WHAT THE TASK ASKS
Comb the records below for the string "beach" and copy each line where it turns up.

DATA TO USE
- - -

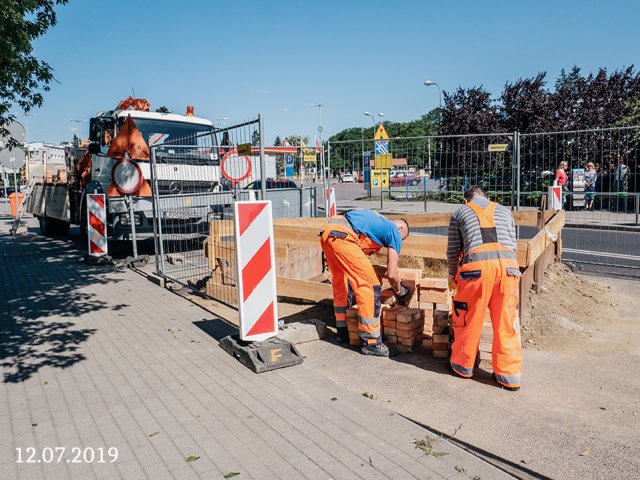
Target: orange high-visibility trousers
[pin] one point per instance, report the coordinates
(488, 278)
(345, 254)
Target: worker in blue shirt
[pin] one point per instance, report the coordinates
(346, 242)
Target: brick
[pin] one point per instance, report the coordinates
(390, 331)
(389, 323)
(390, 313)
(429, 282)
(408, 315)
(443, 339)
(433, 296)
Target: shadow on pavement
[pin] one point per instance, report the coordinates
(43, 293)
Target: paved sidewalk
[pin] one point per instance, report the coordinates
(94, 357)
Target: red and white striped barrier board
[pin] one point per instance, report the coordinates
(256, 272)
(554, 198)
(97, 224)
(330, 202)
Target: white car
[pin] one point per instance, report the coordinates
(347, 178)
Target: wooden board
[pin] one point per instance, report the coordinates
(304, 289)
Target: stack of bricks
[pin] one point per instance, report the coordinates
(402, 328)
(435, 302)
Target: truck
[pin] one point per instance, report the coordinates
(184, 165)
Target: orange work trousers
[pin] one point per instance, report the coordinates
(490, 281)
(349, 265)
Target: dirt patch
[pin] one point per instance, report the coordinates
(566, 306)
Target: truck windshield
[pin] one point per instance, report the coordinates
(178, 142)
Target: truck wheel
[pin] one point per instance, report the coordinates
(61, 228)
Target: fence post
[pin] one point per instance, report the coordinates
(263, 177)
(424, 192)
(157, 225)
(515, 172)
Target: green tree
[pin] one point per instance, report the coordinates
(23, 77)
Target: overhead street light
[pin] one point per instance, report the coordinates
(428, 83)
(373, 119)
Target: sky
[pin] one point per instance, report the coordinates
(239, 58)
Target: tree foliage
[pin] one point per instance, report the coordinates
(23, 77)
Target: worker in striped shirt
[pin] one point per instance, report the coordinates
(484, 273)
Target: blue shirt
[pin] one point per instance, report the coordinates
(378, 228)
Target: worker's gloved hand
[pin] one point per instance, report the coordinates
(402, 295)
(453, 285)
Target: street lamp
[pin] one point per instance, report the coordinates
(77, 127)
(319, 107)
(428, 83)
(373, 119)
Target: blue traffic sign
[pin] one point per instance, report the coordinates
(382, 148)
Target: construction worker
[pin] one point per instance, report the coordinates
(484, 272)
(346, 243)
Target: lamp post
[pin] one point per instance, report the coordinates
(325, 183)
(77, 127)
(428, 83)
(373, 119)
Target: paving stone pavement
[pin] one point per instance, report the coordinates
(96, 359)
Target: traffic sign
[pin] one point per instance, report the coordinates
(381, 133)
(497, 147)
(379, 178)
(244, 149)
(381, 148)
(383, 161)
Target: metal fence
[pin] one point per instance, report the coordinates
(431, 173)
(195, 180)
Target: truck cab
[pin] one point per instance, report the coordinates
(197, 172)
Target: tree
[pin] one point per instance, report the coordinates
(255, 138)
(23, 78)
(527, 106)
(469, 111)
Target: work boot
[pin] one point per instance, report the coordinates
(379, 350)
(342, 335)
(511, 389)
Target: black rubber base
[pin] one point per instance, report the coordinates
(263, 356)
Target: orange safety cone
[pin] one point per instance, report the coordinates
(15, 204)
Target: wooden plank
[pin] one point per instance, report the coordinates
(538, 243)
(423, 220)
(304, 289)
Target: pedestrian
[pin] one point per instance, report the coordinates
(590, 177)
(346, 243)
(483, 270)
(562, 178)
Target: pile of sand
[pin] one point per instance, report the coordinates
(565, 307)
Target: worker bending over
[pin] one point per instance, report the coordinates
(483, 268)
(346, 243)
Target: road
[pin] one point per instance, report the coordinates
(602, 250)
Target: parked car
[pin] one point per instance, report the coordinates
(272, 184)
(404, 178)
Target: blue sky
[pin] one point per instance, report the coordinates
(238, 58)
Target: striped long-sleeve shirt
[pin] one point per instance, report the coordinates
(464, 232)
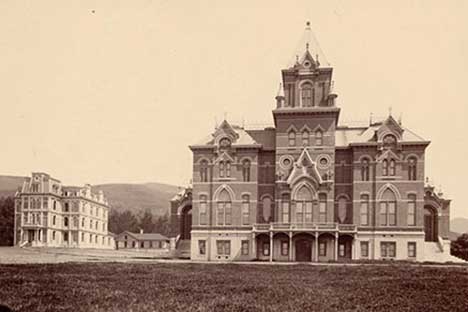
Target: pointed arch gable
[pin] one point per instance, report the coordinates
(388, 187)
(227, 189)
(299, 189)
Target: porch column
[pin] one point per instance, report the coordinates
(336, 246)
(316, 247)
(271, 246)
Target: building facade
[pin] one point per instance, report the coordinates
(141, 241)
(309, 188)
(48, 214)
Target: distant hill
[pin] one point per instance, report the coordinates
(459, 225)
(135, 197)
(139, 197)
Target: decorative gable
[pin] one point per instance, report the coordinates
(304, 167)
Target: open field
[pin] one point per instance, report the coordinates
(231, 287)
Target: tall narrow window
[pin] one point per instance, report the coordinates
(292, 138)
(322, 208)
(306, 95)
(221, 169)
(204, 171)
(364, 249)
(388, 208)
(385, 167)
(318, 137)
(305, 138)
(412, 169)
(364, 209)
(365, 170)
(285, 208)
(224, 214)
(412, 209)
(228, 169)
(411, 249)
(203, 210)
(245, 209)
(246, 170)
(392, 167)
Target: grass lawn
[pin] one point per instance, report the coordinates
(231, 287)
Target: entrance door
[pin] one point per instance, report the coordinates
(303, 250)
(429, 225)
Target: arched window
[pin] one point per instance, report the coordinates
(364, 209)
(306, 95)
(221, 169)
(305, 138)
(411, 209)
(266, 209)
(224, 213)
(318, 137)
(292, 138)
(342, 209)
(228, 169)
(385, 167)
(412, 169)
(285, 204)
(365, 169)
(322, 208)
(303, 205)
(392, 167)
(245, 209)
(203, 210)
(388, 208)
(246, 170)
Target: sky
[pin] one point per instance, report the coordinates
(115, 91)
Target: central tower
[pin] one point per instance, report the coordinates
(305, 119)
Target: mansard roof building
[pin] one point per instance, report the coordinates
(49, 214)
(309, 188)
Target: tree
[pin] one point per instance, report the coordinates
(459, 247)
(7, 219)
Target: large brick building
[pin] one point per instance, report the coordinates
(48, 214)
(309, 188)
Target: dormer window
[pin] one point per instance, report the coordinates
(307, 99)
(224, 143)
(318, 137)
(389, 141)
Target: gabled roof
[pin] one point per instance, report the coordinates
(345, 136)
(239, 135)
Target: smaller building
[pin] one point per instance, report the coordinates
(141, 241)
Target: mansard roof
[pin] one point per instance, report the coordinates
(359, 135)
(238, 135)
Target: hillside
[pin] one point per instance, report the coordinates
(121, 196)
(139, 197)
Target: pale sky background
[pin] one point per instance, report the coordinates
(115, 91)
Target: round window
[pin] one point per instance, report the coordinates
(286, 161)
(323, 161)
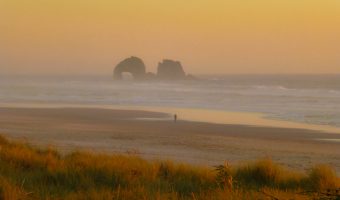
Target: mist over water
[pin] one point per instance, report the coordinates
(313, 99)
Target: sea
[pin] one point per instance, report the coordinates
(310, 99)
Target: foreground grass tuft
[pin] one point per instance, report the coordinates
(31, 173)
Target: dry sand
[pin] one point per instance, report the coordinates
(154, 135)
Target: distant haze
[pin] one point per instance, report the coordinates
(207, 36)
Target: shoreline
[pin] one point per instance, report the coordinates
(133, 131)
(199, 115)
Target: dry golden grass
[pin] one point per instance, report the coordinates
(31, 173)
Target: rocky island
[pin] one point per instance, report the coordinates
(167, 70)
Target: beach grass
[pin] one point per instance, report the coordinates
(28, 172)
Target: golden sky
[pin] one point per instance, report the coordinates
(207, 36)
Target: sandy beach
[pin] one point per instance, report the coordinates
(154, 135)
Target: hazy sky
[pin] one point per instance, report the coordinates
(207, 36)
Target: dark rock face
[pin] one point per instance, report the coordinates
(133, 65)
(170, 70)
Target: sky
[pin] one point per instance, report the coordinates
(207, 36)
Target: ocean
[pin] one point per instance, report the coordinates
(310, 99)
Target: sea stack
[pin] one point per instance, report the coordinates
(133, 65)
(170, 70)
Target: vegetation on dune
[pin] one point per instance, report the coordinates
(31, 173)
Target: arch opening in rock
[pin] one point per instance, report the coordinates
(133, 65)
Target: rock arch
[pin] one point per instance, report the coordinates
(133, 65)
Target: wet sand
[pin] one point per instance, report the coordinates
(154, 135)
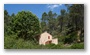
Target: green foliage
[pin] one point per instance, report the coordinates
(78, 46)
(26, 25)
(21, 29)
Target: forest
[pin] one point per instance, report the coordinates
(21, 29)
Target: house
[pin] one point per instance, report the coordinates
(46, 38)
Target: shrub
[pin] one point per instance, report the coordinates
(26, 25)
(78, 46)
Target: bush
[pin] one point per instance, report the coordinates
(78, 46)
(26, 25)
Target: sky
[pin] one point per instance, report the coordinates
(37, 9)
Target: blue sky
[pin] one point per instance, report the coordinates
(36, 9)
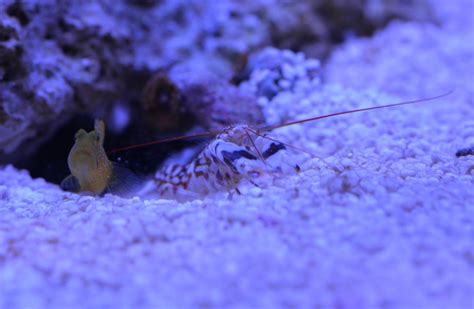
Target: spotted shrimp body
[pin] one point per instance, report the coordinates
(238, 153)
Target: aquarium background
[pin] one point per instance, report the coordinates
(381, 216)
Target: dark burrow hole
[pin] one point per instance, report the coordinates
(49, 161)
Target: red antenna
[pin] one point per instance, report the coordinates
(170, 139)
(269, 128)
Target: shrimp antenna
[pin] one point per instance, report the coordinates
(170, 139)
(269, 128)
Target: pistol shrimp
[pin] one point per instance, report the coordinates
(237, 153)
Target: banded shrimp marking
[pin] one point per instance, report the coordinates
(237, 153)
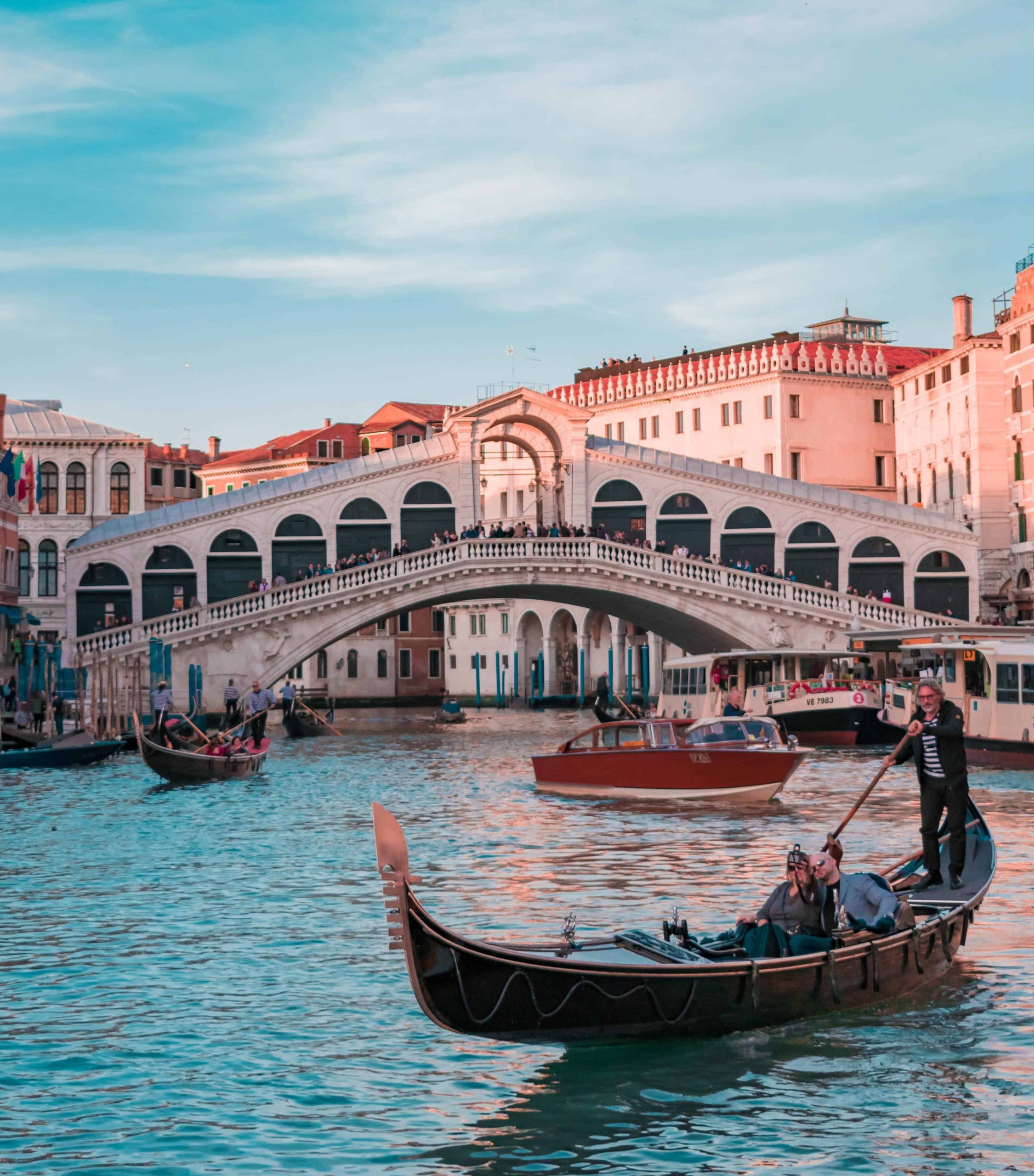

- - -

WRITTEN RESPONSE
Target: beach grass
Target: sandy beach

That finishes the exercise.